§ Written problem: Starting at the line that holds "In the picture above, where can the red", quote every line through the end of the records, both boundary lines included. Omit the pictures.

————

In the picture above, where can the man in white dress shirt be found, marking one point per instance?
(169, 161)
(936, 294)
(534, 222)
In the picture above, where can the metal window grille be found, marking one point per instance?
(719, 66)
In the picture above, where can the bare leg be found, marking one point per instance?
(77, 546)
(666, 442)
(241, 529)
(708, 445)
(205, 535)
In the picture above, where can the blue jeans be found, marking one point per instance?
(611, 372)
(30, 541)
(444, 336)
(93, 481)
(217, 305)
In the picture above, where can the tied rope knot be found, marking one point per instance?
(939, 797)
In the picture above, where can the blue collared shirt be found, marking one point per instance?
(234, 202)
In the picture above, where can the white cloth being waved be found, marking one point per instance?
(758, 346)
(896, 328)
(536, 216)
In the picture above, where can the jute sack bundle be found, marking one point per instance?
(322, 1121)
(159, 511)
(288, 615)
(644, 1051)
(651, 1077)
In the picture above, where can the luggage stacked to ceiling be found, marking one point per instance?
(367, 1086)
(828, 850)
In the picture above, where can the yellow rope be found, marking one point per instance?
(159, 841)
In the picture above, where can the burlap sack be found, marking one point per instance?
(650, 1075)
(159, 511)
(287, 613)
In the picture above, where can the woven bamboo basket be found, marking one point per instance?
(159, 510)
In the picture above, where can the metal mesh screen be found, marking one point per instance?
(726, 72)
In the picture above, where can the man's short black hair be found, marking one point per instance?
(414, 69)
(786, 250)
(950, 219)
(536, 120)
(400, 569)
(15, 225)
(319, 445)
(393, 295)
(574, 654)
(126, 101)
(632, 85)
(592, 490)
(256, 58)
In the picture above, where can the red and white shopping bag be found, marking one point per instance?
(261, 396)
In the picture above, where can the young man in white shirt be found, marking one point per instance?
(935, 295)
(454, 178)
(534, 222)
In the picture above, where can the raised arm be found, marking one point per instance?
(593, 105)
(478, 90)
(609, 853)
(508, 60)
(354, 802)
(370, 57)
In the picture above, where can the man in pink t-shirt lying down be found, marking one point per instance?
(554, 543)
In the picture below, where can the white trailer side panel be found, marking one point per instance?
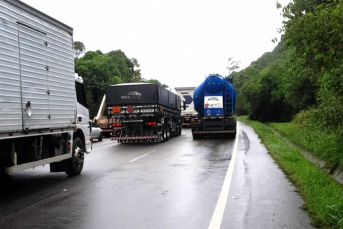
(36, 66)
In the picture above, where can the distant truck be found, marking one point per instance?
(106, 124)
(186, 94)
(214, 100)
(143, 112)
(43, 108)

————

§ Output for this exercise:
In the picture above, where can the red and white shopping bag be found, marking one point per instance?
(261, 396)
In the picture above, where can the young man in white shirt be found, marking one point per instance?
(935, 295)
(454, 178)
(534, 222)
In the picture above, where can the raised arm be found, marking one point per instance?
(593, 105)
(478, 90)
(609, 853)
(508, 60)
(354, 802)
(370, 57)
In the picture above, where can the man in pink t-shirt lying down be found, marking one point per instance?
(554, 543)
In the picture below, where can the white trailer side panel be found, marking one point per instance?
(36, 66)
In the picture above, where can the distant truck be found, marking one point per instance?
(106, 124)
(186, 94)
(214, 100)
(143, 112)
(43, 108)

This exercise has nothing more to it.